WORK TO COMPLETE =>
Rewrite the entries, replacing "onion skin" with "onion peel" and leaving everything else unchanged.

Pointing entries

----

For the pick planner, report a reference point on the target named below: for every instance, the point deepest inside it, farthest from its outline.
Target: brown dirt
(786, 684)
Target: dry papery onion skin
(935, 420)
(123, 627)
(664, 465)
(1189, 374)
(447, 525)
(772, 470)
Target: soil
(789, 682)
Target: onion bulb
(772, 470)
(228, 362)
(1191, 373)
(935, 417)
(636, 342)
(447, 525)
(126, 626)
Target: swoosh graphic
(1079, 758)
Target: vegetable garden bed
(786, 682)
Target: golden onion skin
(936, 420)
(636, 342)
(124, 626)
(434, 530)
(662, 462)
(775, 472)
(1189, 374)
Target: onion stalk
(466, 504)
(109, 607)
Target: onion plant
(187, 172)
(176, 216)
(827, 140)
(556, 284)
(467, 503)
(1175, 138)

----

EXERCISE OUTPUT =>
For the pick planner, report a reference point on the target named below: for every instance, the point deepest inside it, farthest from its outline.
Target: brown dirt
(786, 684)
Target: dry papery onion peel
(935, 420)
(123, 627)
(664, 465)
(1189, 374)
(447, 525)
(772, 470)
Target: soil
(789, 682)
Target: onion bulb
(772, 470)
(228, 362)
(1191, 373)
(935, 417)
(636, 342)
(447, 525)
(126, 626)
Target: swoosh graphic
(1079, 758)
Target: vegetable garden bed
(786, 682)
Target: golden onion peel
(936, 420)
(636, 342)
(124, 626)
(434, 530)
(662, 462)
(775, 472)
(1189, 374)
Target: onion stalk
(466, 504)
(109, 607)
Target: onion plant
(187, 172)
(176, 216)
(827, 140)
(556, 284)
(467, 503)
(1175, 138)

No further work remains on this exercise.